Could you pull out the rows running from the line that contains "of the street" through the final line of the rows, both included, and repeat them word for word?
--- begin Information supplied ---
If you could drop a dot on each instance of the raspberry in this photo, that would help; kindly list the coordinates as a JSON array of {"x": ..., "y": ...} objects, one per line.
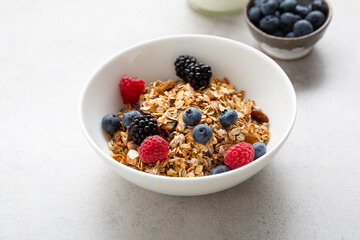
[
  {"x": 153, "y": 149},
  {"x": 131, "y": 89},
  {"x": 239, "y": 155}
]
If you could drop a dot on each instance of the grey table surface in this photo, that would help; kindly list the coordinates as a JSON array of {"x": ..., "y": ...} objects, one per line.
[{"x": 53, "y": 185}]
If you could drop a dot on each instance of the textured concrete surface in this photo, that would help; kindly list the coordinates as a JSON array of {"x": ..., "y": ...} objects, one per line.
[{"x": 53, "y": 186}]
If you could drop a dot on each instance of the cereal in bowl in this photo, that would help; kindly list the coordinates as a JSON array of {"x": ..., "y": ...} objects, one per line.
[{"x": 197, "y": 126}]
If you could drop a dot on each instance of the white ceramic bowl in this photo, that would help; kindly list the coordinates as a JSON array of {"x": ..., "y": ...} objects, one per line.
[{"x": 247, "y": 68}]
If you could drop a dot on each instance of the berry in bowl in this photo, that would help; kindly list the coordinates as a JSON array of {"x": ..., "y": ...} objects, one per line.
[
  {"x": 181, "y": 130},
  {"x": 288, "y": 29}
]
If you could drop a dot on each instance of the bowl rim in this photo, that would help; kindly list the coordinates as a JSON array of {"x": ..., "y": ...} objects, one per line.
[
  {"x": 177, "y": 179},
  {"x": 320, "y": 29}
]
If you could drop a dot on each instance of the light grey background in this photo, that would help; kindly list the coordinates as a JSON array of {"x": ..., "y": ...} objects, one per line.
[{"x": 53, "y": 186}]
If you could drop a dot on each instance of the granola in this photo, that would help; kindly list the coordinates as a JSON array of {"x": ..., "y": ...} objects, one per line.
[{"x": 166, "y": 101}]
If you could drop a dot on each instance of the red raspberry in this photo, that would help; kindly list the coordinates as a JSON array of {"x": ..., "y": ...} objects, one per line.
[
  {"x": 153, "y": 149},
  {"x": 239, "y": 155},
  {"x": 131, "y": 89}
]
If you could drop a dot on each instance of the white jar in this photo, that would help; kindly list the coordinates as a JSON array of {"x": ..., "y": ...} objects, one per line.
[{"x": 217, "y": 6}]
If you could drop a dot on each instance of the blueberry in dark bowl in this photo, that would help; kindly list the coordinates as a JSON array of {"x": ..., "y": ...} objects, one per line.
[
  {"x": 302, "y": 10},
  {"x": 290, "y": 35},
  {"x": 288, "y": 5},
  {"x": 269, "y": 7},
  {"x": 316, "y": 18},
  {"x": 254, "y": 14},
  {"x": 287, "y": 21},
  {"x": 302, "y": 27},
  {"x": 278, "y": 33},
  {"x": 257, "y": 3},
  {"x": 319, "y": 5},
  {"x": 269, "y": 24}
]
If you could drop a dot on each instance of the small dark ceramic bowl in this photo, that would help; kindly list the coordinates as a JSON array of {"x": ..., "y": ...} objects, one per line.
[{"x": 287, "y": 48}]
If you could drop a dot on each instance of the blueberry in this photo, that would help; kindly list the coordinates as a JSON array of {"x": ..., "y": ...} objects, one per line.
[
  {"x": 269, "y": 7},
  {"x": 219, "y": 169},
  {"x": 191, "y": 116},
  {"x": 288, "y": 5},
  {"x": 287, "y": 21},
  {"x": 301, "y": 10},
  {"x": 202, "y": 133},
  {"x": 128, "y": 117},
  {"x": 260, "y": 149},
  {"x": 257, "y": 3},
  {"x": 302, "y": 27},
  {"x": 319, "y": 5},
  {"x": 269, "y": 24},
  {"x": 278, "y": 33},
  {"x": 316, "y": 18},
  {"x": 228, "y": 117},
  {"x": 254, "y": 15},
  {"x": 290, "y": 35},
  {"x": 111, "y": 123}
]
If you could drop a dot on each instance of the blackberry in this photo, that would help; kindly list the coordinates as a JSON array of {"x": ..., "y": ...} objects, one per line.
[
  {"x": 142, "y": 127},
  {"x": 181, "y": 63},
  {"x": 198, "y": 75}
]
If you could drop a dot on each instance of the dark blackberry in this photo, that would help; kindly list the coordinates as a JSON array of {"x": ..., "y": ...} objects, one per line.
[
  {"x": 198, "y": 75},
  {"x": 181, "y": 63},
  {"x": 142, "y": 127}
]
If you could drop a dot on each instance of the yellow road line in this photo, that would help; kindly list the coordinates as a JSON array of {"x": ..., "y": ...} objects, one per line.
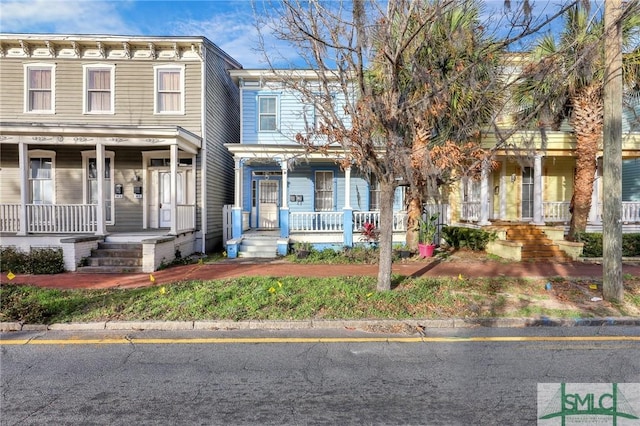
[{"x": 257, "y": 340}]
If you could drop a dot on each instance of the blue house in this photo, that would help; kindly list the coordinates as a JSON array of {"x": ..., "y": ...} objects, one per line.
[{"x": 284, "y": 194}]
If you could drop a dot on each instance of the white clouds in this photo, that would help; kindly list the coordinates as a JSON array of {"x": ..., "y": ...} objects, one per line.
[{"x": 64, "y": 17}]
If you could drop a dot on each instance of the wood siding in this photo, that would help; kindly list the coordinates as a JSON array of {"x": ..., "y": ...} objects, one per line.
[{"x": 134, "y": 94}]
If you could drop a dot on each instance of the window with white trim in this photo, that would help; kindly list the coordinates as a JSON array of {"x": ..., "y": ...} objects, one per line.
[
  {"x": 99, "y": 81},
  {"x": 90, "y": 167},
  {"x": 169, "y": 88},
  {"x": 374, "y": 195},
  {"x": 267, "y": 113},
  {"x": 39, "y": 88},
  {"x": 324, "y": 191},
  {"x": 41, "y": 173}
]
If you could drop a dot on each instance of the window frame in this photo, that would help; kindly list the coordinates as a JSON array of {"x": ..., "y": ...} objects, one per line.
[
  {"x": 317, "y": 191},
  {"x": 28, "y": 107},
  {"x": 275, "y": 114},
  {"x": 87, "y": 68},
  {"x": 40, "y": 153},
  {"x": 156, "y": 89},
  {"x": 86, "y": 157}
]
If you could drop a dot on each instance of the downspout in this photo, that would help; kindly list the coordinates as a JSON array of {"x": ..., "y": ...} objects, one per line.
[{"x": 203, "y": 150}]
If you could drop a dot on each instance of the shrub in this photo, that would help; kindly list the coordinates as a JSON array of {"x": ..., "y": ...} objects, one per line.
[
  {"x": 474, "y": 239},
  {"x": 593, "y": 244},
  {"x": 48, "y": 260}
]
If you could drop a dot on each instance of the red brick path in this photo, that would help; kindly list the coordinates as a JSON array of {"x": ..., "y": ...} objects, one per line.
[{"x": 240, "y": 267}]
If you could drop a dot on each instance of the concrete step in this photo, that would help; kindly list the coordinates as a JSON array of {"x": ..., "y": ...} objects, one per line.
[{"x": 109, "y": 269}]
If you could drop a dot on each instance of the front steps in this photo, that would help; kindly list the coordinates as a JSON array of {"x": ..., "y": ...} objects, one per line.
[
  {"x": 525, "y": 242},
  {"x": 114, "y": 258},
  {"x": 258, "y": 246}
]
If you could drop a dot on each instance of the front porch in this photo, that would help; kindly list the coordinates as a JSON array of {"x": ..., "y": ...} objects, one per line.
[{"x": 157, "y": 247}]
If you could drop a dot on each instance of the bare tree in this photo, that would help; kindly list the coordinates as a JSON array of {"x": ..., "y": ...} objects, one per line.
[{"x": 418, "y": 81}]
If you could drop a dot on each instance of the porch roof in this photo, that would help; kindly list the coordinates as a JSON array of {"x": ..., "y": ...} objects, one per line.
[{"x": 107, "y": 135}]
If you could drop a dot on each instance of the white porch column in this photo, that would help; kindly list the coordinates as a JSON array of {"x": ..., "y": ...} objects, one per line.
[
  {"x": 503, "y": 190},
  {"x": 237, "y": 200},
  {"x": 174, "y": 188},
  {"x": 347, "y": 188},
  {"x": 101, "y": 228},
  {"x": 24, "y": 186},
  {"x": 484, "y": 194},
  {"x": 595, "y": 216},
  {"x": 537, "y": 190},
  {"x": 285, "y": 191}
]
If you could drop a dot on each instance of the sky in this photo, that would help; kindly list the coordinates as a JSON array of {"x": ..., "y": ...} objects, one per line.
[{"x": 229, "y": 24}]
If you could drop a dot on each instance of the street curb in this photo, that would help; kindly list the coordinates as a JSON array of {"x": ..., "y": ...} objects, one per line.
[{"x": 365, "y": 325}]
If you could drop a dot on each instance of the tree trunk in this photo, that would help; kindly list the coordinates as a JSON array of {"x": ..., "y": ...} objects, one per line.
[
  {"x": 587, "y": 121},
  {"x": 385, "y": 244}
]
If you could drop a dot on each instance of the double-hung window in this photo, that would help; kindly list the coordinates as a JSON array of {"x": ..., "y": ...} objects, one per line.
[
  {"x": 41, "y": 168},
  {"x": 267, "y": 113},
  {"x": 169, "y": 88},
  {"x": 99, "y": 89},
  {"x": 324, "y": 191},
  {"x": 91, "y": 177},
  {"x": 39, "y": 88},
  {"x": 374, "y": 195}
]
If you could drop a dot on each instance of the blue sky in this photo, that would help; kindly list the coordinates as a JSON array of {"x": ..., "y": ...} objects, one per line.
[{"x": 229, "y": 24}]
--- end Information supplied ---
- Answer -
If you could drop a dot on each instance of the street curb in this photo, that would help; kindly list the coordinates as a JSON array of {"x": ..., "y": ...} objects, one per line.
[{"x": 365, "y": 325}]
If you could drop a dot on each instance of the tree trunk in this photo, that would help; kindly list the coordinates as a JSON array of {"x": ..., "y": ...} objects, one per line.
[
  {"x": 587, "y": 121},
  {"x": 385, "y": 244}
]
If you could drop a dot on each instance of the double-hung window in this photo, that would help; kindly list the coordinates as a JSON array of {"x": ..., "y": ...} objects, one per line.
[
  {"x": 41, "y": 168},
  {"x": 267, "y": 113},
  {"x": 169, "y": 88},
  {"x": 99, "y": 89},
  {"x": 324, "y": 191},
  {"x": 91, "y": 177},
  {"x": 39, "y": 88},
  {"x": 374, "y": 195}
]
If you could drop a dot on each instance of the blue sky in this photo, that would help; kindly list the coordinates as a JSON array of {"x": ..., "y": ...} objects, one per line.
[{"x": 229, "y": 24}]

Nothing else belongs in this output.